[Work to be completed] Reproduce every entry below word for word, leaving each line unchanged.

[Raw records]

---------------

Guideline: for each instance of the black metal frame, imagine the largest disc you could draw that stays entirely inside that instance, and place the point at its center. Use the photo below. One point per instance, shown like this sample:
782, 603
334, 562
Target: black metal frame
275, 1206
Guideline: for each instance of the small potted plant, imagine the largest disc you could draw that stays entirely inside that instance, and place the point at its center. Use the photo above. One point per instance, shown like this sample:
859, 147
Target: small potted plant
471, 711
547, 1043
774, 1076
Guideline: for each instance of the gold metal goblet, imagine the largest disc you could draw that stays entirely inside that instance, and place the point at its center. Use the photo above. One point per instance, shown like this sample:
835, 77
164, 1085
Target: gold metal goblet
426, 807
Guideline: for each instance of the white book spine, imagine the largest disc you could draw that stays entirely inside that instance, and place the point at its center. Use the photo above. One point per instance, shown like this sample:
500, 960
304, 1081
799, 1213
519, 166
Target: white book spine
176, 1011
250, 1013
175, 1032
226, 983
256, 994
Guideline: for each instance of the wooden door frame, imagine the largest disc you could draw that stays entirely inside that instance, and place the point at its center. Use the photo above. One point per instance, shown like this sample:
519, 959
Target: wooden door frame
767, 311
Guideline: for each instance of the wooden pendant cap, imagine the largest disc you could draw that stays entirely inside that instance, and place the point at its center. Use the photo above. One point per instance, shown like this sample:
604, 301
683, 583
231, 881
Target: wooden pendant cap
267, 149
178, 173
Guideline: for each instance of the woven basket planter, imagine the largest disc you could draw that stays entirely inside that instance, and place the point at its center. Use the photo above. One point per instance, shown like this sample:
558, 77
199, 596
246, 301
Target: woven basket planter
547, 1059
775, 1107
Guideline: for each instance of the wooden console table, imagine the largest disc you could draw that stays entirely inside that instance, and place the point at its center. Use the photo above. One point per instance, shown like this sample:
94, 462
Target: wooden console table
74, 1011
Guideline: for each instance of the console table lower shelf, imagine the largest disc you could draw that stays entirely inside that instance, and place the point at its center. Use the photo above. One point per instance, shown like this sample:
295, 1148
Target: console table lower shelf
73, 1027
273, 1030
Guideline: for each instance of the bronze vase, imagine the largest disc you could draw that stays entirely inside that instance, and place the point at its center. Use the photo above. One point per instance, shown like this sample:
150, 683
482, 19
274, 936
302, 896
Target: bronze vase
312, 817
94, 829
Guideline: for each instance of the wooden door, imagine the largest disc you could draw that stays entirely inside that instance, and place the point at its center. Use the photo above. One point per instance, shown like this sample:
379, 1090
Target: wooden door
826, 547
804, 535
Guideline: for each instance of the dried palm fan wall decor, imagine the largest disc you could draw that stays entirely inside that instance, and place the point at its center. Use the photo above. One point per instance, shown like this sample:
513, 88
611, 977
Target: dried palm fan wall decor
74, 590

---------------

[Exercise response]
Guideline: for each instance of the black metal frame, imagine the largest disc you could draw that stays entirely inside that instance, and place the point at its center. Use the photo below. One point per instance, shown like this sample:
782, 603
334, 562
Target: black metal frame
275, 1206
Guideline: for each instance of the small potted plant, imagine the largest disc you could draw that stays entirely inside that instance, and place the point at its center. Use the photo above. One point per instance, shown like this sample:
859, 147
Target: small potted plant
471, 711
547, 1043
774, 1076
Guideline: for each instance of the gold metal goblet, imagine the largest disc you could draw that stays entirely inside that instance, and place the point at its center. Use the photo above. One point per instance, shown like this sample:
835, 77
164, 1085
Target: gold metal goblet
426, 807
Guideline: for each instance of the white book spine, imagine the largest disc you could draw that stays entirely inside that instance, and place the point at its center. Use the photo above. One point per instance, shown like this sample:
500, 960
304, 1081
799, 1213
519, 166
Target: white book spine
176, 1011
250, 1013
175, 1032
226, 983
256, 994
Guideline: for each instance of the wooden door frame, imagine the largest disc you could draw that stays entirely inside that instance, and place the point at its center. Use the photo above. One point per instance, shown like this sample:
519, 959
Target: wooden door frame
767, 311
Guideline: for each instance of the wooden pendant cap, imagine the largest disc you could draw that stays entirely inside that instance, and place the point at its center. Use the photo above. One point per instance, shown like this sample:
604, 301
683, 583
231, 881
Target: wooden pendant cap
267, 149
178, 173
Guideline: for each instance of the woven basket planter, imagine the largest disc you could draw that stays entirely inside that instance, and place the point at its center. Use the photo above. One point per instance, shown like this sample:
558, 77
199, 596
246, 301
Target: woven basket planter
547, 1059
775, 1107
Guideline: for each instance of the wooden console table, imagine the largest disc you could draw that stays entirely inside that instance, and place the point at its center. Use the photo above. One point per instance, shown like this sample:
94, 462
Target: wooden console table
74, 1011
Guideline: for each instance of the console table lower shelf, imagine the largest disc you could draw that stays entirely inside that instance, and place the point at its center. Use the photo above. One point per instance, shown like this sample:
295, 1148
Target: console table lower shelf
73, 1027
273, 1030
Guideline: for each instance of the bronze vase, imagine the largest disc you could draw that stays entirely inside that instance, and place the point at its center. Use the photo above. One point per instance, shown like this sample:
150, 683
482, 19
274, 936
302, 896
Target: bronze vase
312, 817
94, 829
Guideline: for each instance of the wooden door, imagine the largest disc you could draw that stays entirely inside that instance, and place the point at its center. Use the photo above. One point per instance, shown like this sample:
379, 1090
Target: wooden door
826, 547
804, 535
Guideline: for each instance of the dried palm fan wall decor, imagine the largest disc you could draw that stays entirely inside that instance, and place the point at its center. Use the photo above. One point per instance, shown like this sample:
513, 88
611, 977
Target: dried palm fan wall decor
74, 590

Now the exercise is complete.